The problem
Update everything from the line containing "one marker per instance, written like [74,76]" down to the end of the records by changing "black folding chair" to "gray folding chair" and keeping all else the same. Give back only those lines.

Dataset extract

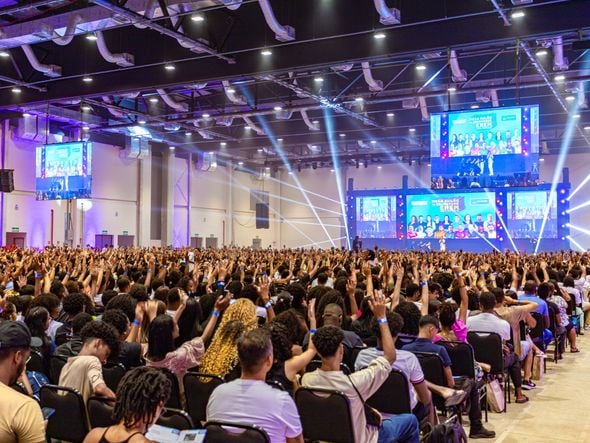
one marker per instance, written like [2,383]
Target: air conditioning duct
[374,85]
[389,16]
[282,33]
[458,75]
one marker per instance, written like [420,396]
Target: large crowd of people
[259,319]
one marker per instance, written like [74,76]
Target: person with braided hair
[140,398]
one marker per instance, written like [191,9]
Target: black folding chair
[175,418]
[463,365]
[393,396]
[70,420]
[174,399]
[56,364]
[100,412]
[239,433]
[112,373]
[197,390]
[488,348]
[325,415]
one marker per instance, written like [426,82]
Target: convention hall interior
[413,173]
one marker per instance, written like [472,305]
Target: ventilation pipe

Exercise solution
one marker per instance, written like [74,76]
Target: person with braided hair
[140,398]
one marker per instance, written like [191,9]
Target: gray folding chair
[175,418]
[463,365]
[393,396]
[70,420]
[174,399]
[56,364]
[100,412]
[239,433]
[112,373]
[197,390]
[488,348]
[325,415]
one marker per instance, written like [426,82]
Target: convention hall interior
[413,173]
one marker per instance, written like [472,305]
Target: ventilation pipe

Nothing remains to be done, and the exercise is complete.